--- SUPPLIED ENTRIES ---

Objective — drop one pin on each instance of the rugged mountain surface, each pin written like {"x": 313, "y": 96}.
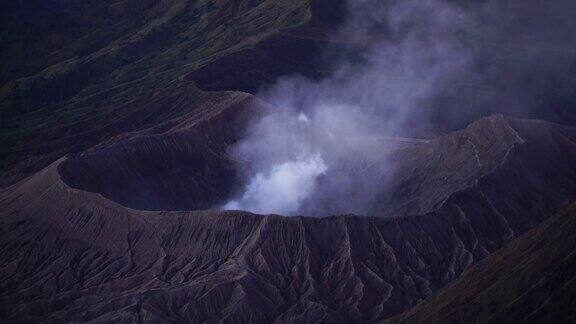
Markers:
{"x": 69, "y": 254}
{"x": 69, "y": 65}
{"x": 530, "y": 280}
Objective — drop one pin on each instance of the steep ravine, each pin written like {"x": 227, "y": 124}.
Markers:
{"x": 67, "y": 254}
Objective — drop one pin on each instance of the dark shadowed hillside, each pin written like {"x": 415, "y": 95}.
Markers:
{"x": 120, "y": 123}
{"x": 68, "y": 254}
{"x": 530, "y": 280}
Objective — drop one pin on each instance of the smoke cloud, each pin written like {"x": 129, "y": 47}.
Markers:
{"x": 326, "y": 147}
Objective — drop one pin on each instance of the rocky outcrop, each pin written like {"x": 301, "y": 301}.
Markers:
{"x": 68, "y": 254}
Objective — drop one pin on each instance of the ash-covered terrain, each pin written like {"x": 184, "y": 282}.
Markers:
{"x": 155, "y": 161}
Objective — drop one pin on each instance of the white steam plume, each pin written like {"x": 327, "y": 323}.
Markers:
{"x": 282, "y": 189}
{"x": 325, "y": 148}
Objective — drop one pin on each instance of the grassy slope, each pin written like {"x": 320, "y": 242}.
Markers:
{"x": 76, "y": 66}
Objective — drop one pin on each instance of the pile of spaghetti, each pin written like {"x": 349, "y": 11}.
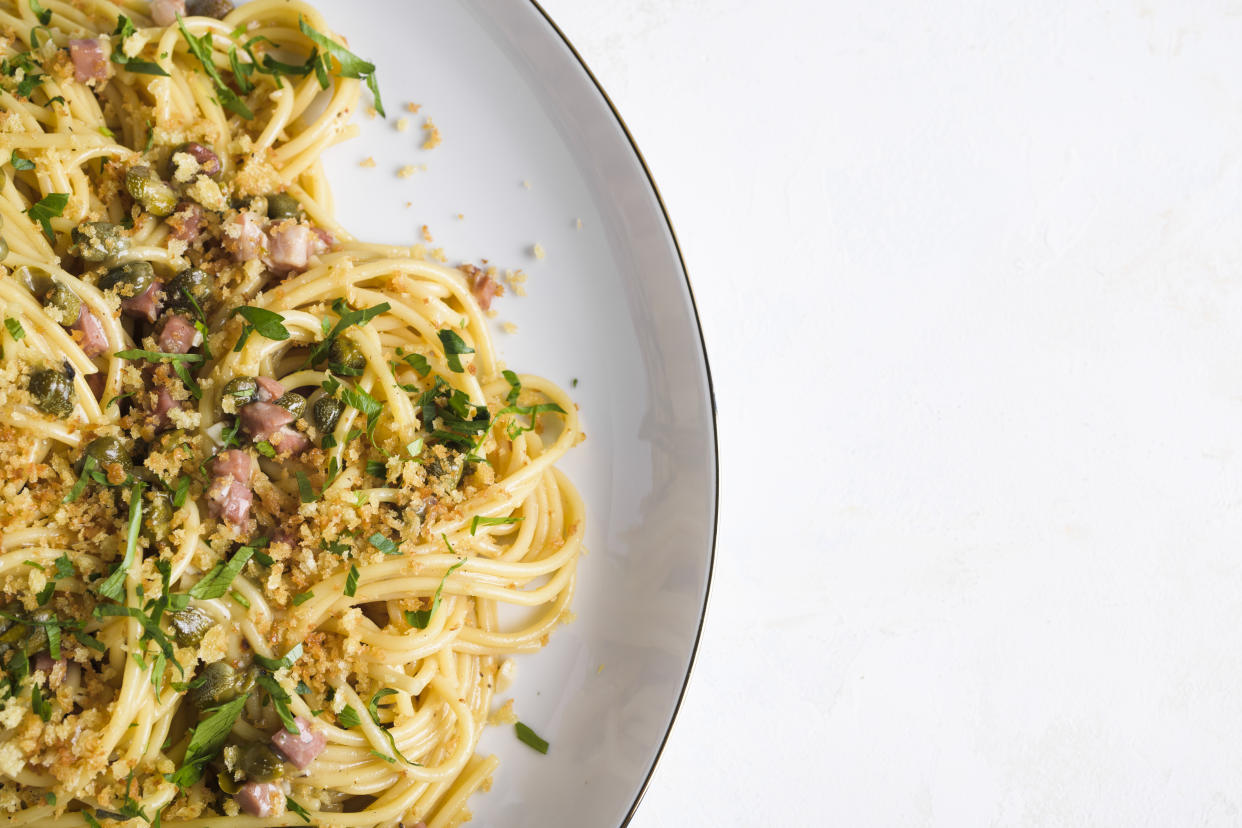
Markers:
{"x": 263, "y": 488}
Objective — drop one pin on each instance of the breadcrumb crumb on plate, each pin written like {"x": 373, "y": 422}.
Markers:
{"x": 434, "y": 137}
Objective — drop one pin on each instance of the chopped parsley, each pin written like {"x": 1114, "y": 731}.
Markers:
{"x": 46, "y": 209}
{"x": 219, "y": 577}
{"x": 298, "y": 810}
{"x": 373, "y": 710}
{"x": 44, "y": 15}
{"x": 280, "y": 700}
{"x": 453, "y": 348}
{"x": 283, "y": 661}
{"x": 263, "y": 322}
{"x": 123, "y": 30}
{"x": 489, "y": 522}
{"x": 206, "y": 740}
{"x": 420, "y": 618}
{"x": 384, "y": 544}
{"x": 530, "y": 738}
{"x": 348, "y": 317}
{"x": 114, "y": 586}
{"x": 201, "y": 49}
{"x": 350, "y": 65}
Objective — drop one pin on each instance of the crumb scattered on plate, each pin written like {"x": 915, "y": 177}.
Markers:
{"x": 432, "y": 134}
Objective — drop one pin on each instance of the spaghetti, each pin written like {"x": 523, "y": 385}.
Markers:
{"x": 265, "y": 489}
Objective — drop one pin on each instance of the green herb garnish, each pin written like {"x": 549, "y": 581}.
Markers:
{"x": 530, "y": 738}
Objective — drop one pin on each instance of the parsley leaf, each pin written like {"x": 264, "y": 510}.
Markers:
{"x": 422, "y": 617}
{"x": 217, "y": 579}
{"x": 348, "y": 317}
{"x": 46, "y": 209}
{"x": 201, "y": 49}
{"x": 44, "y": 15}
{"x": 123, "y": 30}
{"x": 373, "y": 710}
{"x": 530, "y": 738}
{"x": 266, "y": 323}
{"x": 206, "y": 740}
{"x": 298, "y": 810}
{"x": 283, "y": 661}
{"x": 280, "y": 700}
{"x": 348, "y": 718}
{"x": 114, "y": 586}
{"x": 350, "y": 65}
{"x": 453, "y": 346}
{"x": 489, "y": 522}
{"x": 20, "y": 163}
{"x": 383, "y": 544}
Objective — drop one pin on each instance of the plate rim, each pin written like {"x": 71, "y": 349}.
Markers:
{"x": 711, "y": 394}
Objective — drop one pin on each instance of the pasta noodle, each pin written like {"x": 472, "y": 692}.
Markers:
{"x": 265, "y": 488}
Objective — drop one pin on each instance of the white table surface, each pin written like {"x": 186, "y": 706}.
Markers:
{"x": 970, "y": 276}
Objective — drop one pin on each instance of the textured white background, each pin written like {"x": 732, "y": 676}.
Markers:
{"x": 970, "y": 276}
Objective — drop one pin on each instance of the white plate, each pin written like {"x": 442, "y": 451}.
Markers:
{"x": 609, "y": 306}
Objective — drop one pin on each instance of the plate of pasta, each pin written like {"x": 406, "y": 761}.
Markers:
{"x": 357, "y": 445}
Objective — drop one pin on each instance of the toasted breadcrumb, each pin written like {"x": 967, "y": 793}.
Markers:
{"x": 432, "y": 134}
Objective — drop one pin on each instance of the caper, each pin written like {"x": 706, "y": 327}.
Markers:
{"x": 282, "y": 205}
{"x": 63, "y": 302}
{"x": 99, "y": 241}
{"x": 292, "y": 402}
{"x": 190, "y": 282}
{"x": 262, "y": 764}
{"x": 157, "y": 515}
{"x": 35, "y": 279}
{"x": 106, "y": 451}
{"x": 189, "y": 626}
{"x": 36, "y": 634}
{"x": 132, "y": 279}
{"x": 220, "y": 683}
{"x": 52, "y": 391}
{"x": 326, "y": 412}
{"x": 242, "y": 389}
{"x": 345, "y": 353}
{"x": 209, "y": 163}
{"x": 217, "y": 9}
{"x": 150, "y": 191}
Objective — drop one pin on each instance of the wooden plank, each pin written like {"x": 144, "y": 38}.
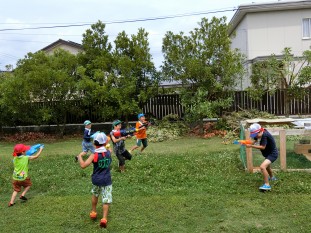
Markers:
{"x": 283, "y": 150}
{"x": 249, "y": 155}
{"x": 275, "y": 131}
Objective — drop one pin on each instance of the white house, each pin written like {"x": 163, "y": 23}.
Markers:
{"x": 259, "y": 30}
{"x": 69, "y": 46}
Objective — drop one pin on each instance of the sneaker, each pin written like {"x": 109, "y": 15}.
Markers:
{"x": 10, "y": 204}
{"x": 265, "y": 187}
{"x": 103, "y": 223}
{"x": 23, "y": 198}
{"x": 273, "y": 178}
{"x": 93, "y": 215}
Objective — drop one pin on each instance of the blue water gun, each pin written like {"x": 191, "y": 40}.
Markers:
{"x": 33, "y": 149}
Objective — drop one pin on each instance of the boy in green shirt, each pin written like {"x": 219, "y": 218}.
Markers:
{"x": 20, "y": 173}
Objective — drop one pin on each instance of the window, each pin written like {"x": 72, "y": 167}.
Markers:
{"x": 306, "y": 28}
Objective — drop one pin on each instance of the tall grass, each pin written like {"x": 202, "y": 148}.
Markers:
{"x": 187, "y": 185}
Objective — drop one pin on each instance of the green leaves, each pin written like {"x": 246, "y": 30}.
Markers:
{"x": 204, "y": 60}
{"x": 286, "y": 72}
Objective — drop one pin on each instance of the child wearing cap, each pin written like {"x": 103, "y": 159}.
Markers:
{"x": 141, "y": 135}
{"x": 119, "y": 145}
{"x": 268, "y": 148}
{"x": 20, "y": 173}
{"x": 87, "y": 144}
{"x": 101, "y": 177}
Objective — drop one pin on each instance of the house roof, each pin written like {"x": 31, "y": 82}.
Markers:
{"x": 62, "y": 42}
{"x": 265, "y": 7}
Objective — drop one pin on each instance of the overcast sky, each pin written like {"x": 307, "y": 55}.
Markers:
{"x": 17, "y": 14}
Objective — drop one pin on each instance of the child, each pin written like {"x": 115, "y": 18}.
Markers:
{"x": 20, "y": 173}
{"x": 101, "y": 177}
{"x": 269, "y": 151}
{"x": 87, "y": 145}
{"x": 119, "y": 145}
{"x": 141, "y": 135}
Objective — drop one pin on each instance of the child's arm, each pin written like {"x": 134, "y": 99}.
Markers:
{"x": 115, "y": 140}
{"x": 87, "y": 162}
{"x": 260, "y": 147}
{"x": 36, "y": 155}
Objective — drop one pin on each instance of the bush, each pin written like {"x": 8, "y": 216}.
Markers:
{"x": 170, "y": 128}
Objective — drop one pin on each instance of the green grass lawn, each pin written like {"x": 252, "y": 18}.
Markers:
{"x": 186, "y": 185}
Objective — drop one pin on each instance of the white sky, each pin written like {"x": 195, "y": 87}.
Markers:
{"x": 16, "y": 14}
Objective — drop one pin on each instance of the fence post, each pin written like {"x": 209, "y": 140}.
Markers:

---

**PROBLEM STATEMENT:**
Output exactly the lines from the one containing "Objective — drop one pin on each instance of the child's" through the last line of the entries, both ends included.

**ANSWER TO THIS TASK:**
Objective — drop one pin on each instance of the child's arm, each pin written like {"x": 134, "y": 99}.
Markers:
{"x": 115, "y": 140}
{"x": 87, "y": 162}
{"x": 260, "y": 147}
{"x": 36, "y": 155}
Objective — drop one pin on each instance of the bush, each pin written like {"x": 8, "y": 216}.
Markers:
{"x": 170, "y": 128}
Objective — drop one pin on each instance of the green grass lawn, each pin written like {"x": 252, "y": 18}.
Markers:
{"x": 186, "y": 185}
Objective — drop one pin on each instance of the white sky, each pin written like {"x": 195, "y": 87}.
Markers:
{"x": 16, "y": 14}
Objective — drop one pin on each instance of the fence post, each pin written like {"x": 209, "y": 140}.
Markers:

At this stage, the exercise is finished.